**What you have to do:**
Determine how many lines of the listing below contain the word "contrail". Give only the number.

**Dataset:**
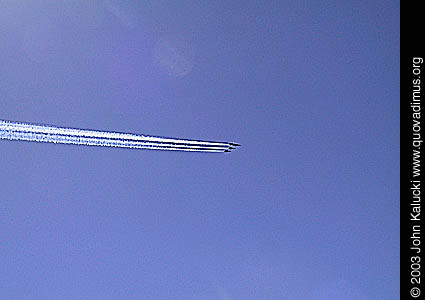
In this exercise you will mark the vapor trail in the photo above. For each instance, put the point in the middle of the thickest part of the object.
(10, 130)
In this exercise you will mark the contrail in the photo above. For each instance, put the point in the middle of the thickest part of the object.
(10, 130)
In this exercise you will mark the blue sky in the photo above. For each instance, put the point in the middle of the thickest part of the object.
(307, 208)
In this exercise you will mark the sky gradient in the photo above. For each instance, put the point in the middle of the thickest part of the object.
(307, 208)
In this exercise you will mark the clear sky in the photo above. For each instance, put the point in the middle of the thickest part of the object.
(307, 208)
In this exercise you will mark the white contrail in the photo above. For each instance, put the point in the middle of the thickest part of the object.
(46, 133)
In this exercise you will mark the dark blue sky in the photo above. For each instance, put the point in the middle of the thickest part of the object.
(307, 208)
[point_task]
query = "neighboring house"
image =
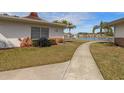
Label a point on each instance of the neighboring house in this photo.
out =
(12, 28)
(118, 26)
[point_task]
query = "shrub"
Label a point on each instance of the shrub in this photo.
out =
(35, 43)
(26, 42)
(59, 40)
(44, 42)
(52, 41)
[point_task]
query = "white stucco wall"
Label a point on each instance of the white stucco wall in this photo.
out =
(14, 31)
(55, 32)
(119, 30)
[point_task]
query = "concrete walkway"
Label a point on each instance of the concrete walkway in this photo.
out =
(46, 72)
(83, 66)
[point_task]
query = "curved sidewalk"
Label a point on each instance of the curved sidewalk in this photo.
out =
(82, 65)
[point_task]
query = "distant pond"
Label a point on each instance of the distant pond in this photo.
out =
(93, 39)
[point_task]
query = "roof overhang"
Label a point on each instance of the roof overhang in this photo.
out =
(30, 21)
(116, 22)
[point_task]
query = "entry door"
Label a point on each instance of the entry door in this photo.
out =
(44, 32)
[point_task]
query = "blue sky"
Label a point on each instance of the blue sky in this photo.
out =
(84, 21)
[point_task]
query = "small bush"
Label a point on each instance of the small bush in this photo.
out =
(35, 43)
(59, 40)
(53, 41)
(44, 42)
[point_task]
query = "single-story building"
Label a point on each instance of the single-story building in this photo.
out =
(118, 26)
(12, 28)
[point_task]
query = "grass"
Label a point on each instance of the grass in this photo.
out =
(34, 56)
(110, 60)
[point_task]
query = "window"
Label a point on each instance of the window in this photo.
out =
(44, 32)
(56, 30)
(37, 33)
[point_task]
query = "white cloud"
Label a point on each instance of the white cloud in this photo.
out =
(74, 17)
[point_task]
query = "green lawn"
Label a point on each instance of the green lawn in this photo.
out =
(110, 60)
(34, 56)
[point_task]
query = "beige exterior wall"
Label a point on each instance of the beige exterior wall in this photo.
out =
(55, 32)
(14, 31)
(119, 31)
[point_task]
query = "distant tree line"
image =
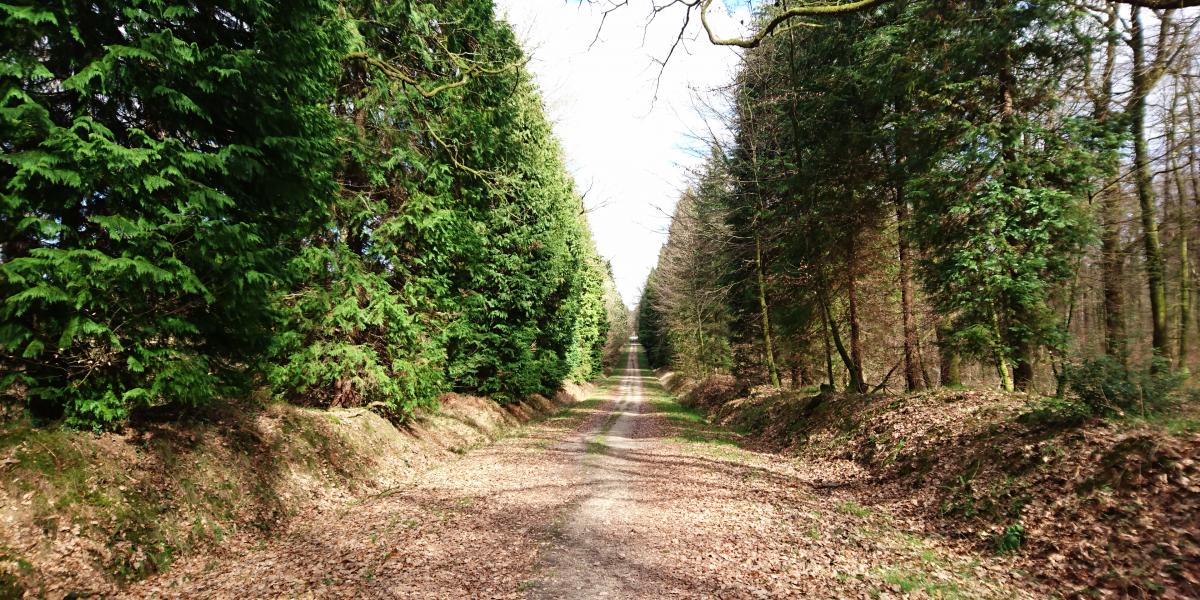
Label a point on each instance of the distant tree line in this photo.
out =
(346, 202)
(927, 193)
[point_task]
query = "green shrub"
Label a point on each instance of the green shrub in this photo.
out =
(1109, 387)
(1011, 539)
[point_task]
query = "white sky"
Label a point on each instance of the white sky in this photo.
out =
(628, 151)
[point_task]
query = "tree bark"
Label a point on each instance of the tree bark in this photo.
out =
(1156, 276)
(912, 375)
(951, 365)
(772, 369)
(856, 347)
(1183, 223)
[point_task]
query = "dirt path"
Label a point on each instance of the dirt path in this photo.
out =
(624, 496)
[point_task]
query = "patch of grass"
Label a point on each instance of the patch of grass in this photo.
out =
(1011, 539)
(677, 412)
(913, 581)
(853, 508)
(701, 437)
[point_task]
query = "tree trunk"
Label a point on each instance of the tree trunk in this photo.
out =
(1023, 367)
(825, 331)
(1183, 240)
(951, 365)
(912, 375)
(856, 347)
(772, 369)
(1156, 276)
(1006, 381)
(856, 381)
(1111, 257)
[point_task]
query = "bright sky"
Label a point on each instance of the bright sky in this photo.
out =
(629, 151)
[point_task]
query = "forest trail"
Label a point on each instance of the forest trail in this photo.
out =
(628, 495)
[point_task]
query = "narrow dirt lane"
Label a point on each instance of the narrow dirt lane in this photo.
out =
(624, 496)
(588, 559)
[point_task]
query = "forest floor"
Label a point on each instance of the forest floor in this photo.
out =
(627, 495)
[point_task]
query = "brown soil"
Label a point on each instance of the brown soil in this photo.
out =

**The reply:**
2